**TEXTO PROPORCIONADO:**

============================================================

21 03 2020 FRAGILIDAD DE LA CONDICIÓN HUMANA
Fragilidad
de la condición humana
El rey de la creación, el amo y señor de
todo lo existente, el que controla lo que sucede en cada rincón del mundo e
incluso llega ya a explorar las inmediaciones del universo conocido,
acercándose a planetas situados a millones de años luz, el que ha inventado lo
no imaginable (y más que seguirá inventando) para saber y, sabiendo, dominar
los mecanismos necesarios en orden a organizar el mundo, desde el tráfico hasta
la forma de votar para elegir gobiernos, el que se emborracha de alegría íntima
y personal jugando con móviles, tabletas, ordenadores, creyendo que así tiene
el mundo a sus pies cada vez que pulsa el enter, ese mismo poderoso individuo,
inmune a las ideas filosóficas, las promesas políticas o las predicciones
religiosas, se encierra ahora en su casa, abandona trabajo, bares, tiendas y
restaurantes, cancela los apasionantes viajes que había proyectado para ir a
lugares remotos, se desconcierta al quedar sin su cotidiana ración de fútbol y
asiste estupefacto a la cancelación de fiestas populares o multitudinarios
espectáculos musicales. Todo porque un miserable sujeto microscópico,
invisible, que no se puede tocar, ni oler, ni matar con un simple matamoscas o
un chorro enérgico de cualquier insecticida al uso, se ha apoderado, sin
comerlo ni beberlo, ni avisar previamente dando un plazo prudencial para
adoptar precauciones en forma de vacuna, de lo que parecía ser un impacto
localizado en un solo país para extenderse como un auténtico reguero por todo
el planeta, aprovechándose de paso de una de las más peculiares características
de la naturaleza humana, la estupidez, a cuyo amparo hasta hace cuatro días se
han estado celebrando concentraciones multitudinarias, desoyendo las voces
prudentes que aconsejaban contener ya ese tipo de entusiasmos e incluso iniciar
una retirada estratégica a los cuarteles domésticos, como mejor forma defensiva
contra el enemigo rastrero que nos ataca.

============================================================

Entradas del conjunto de datos
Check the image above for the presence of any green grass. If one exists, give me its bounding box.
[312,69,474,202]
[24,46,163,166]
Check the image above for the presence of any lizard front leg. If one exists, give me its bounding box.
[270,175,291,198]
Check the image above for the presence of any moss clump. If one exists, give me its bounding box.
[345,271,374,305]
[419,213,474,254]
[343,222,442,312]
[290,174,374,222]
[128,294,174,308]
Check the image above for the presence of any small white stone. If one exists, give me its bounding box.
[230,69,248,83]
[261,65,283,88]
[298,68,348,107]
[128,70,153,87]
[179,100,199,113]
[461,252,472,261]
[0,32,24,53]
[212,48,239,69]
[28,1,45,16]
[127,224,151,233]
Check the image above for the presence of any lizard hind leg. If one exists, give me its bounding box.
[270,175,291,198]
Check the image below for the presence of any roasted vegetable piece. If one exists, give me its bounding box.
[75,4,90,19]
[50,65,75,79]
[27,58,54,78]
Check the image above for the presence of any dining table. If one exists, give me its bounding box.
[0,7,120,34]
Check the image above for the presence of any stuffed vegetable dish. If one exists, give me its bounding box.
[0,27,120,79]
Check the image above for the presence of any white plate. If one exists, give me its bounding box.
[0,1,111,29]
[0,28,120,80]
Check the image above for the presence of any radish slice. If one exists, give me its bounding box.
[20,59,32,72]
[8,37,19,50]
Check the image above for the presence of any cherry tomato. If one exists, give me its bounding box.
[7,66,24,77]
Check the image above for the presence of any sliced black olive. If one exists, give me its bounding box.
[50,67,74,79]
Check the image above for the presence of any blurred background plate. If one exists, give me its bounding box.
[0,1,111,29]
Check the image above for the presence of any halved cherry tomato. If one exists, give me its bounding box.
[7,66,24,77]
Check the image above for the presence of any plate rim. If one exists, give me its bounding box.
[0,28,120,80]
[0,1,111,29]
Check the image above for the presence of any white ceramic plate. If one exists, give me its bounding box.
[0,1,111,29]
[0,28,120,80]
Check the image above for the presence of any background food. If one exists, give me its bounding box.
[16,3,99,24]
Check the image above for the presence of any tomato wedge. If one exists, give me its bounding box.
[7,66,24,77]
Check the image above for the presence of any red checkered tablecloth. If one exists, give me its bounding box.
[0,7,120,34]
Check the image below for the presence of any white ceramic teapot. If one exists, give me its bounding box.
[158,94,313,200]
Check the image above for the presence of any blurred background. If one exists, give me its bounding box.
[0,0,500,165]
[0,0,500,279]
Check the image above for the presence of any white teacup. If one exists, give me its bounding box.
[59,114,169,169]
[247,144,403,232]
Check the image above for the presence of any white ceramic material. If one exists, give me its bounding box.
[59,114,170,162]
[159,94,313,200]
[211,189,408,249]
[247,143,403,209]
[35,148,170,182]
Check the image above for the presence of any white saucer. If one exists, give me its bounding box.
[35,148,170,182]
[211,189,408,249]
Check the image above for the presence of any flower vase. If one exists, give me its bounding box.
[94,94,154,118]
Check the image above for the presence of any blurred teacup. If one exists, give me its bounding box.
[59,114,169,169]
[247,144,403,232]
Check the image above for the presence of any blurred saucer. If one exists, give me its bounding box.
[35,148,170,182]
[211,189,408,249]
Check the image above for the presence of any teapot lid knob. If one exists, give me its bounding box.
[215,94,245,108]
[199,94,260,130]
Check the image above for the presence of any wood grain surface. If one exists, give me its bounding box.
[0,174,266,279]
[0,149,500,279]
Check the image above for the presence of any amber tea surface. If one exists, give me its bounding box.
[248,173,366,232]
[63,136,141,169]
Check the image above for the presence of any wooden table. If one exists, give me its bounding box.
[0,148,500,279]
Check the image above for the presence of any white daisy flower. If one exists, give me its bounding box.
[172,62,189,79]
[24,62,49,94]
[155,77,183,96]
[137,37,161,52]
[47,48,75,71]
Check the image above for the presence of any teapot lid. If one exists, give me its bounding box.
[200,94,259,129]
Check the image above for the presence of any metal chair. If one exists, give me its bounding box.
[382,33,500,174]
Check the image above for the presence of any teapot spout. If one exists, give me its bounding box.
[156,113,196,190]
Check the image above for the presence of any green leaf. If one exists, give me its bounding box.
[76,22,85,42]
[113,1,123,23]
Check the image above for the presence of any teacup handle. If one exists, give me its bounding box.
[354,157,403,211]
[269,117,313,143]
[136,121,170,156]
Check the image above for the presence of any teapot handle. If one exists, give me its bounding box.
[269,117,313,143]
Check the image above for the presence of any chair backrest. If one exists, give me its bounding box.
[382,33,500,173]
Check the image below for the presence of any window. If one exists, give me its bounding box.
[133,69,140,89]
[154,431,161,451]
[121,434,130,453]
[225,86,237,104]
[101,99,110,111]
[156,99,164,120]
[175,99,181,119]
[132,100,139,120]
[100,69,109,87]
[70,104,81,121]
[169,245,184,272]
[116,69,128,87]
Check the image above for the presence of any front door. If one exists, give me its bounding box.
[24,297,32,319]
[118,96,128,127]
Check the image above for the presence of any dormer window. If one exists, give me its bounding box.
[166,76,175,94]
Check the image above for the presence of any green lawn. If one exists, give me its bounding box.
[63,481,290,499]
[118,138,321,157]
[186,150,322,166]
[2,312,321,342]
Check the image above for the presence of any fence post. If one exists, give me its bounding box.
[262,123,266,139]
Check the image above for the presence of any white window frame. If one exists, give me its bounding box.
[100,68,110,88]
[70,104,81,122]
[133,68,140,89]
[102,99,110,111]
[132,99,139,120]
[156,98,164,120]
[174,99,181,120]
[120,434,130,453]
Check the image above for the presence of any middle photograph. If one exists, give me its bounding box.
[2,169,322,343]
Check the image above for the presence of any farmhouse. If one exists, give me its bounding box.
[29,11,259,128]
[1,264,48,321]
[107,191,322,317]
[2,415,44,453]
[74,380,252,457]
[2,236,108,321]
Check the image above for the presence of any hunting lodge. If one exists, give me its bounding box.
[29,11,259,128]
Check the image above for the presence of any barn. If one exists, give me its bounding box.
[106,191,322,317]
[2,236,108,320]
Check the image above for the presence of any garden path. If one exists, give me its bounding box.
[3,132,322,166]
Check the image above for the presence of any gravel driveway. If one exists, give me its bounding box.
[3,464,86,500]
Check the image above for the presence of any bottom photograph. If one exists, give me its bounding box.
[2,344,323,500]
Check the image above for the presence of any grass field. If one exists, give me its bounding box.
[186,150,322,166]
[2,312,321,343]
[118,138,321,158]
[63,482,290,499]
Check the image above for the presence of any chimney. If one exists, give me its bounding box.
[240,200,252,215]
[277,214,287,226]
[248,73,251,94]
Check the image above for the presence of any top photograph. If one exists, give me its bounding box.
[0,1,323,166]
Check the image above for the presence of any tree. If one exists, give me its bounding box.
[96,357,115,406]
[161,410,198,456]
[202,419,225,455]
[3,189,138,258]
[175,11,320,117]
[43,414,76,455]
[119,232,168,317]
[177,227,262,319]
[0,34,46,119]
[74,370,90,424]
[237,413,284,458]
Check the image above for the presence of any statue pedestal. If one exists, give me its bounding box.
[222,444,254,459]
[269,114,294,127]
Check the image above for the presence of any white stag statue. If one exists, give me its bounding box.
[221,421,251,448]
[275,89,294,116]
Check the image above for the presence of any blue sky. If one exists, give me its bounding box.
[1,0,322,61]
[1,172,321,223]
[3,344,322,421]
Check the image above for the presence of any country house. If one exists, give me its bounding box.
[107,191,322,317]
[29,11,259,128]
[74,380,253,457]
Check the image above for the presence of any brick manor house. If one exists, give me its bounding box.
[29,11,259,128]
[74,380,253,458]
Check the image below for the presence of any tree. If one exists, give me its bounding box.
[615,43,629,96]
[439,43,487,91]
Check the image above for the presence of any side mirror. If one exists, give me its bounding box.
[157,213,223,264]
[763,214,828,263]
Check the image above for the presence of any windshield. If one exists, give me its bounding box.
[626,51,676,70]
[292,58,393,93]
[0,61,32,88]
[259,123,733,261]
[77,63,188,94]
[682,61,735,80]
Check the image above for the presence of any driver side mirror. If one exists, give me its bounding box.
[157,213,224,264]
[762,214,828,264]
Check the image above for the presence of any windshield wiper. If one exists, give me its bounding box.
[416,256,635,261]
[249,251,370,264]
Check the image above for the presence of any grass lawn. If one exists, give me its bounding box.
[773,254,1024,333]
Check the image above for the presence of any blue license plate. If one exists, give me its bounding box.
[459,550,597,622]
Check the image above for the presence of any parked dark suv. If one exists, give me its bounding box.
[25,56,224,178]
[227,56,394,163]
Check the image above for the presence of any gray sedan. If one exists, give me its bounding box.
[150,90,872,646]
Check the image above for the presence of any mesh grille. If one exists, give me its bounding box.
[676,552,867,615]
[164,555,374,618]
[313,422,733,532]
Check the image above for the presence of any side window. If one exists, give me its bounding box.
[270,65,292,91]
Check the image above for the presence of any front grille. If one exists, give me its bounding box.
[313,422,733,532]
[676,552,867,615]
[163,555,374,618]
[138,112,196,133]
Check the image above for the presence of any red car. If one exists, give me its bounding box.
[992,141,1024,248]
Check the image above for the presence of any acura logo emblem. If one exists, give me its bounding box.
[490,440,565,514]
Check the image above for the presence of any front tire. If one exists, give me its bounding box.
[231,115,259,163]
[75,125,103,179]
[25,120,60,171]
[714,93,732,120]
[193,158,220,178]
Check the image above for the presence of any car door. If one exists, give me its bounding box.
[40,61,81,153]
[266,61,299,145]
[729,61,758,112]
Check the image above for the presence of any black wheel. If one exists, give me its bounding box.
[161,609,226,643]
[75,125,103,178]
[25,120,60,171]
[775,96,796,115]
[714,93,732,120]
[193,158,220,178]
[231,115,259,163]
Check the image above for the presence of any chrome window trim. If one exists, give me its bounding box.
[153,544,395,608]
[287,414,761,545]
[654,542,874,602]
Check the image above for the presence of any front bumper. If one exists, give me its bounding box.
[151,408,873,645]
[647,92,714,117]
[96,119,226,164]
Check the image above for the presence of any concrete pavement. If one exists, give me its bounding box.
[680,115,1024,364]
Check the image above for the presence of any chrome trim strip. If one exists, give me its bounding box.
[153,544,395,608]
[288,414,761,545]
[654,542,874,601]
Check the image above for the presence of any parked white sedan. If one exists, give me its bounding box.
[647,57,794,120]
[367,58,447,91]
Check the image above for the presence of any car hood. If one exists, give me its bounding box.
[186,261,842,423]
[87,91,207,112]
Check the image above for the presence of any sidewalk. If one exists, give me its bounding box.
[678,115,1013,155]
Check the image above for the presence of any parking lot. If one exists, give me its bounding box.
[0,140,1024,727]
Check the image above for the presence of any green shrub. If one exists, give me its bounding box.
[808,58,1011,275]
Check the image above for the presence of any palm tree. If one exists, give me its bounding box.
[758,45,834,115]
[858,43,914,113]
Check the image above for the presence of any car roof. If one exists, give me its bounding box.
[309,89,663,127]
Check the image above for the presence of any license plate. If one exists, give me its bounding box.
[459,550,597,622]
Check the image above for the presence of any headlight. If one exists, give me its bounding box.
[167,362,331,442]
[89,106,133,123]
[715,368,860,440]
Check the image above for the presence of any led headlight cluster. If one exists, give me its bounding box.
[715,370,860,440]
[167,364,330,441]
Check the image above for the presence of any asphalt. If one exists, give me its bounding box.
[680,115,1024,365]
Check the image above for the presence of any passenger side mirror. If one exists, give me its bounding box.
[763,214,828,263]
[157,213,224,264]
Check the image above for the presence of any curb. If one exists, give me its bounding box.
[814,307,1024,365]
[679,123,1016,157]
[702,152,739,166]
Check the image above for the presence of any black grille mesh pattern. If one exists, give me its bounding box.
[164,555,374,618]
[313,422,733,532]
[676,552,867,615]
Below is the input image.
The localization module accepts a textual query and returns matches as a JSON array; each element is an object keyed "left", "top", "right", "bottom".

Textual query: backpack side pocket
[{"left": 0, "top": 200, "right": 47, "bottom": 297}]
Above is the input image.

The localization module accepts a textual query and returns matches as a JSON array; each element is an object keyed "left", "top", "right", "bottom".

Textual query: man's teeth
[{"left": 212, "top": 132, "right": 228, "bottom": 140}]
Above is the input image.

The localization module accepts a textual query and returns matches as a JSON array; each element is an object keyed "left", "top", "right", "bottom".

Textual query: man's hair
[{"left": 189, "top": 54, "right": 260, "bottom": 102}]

============================================================

**CONSIGNA 1:** En el texto sobre la fragilidad de la condición humana, ¿de qué característica de la naturaleza humana se aprovecha el sujeto microscópico?
**CONSIGNA 2:** Continúa el texto sobre la fragilidad de la condición humana a partir de su última frase.

**RESULTADO 1:** De la estupidez.

**RESULTADO 2:**
Ha sido preciso el ordeno y mando
enérgico de la autoridad competente, incluido el despliegue del ejército (eso
sí, esta vez sin tanques en las calles) para que de un solo golpe de efecto el
personal, individualista por naturaleza, haya tenido que renunciar a sus
atávicas costumbres de cada día para aceptar, mal que bien, la obligatoriedad
de este confinamiento colectivo que una buena porción social, yo diría la
mayoría, calculada a ojo desde mi propia posición ajena a la realidad visual,
acepta, más o menos a disgusto, pero con el convencimiento de que es lo
necesario y mejor para unos y todos. Mayoría, cualquiera que sea el porcentaje,
no significa unanimidad, porque siempre hay entre nosotros sujetos autónomos
que, convencidos de su valía personal inmune a órdenes y decretos, por supuesto
a virus, prefieren actuar por su cuenta y hacer lo que les viene en gana, ya
que a mí no manda nadie y no hay microbio que pueda conmigo. Pero así es la
condición humana, capaz en el mismo escenario de actitudes nobles y generosas
que conviven con la miseria de comportamientos rastreros, como estamos viendo.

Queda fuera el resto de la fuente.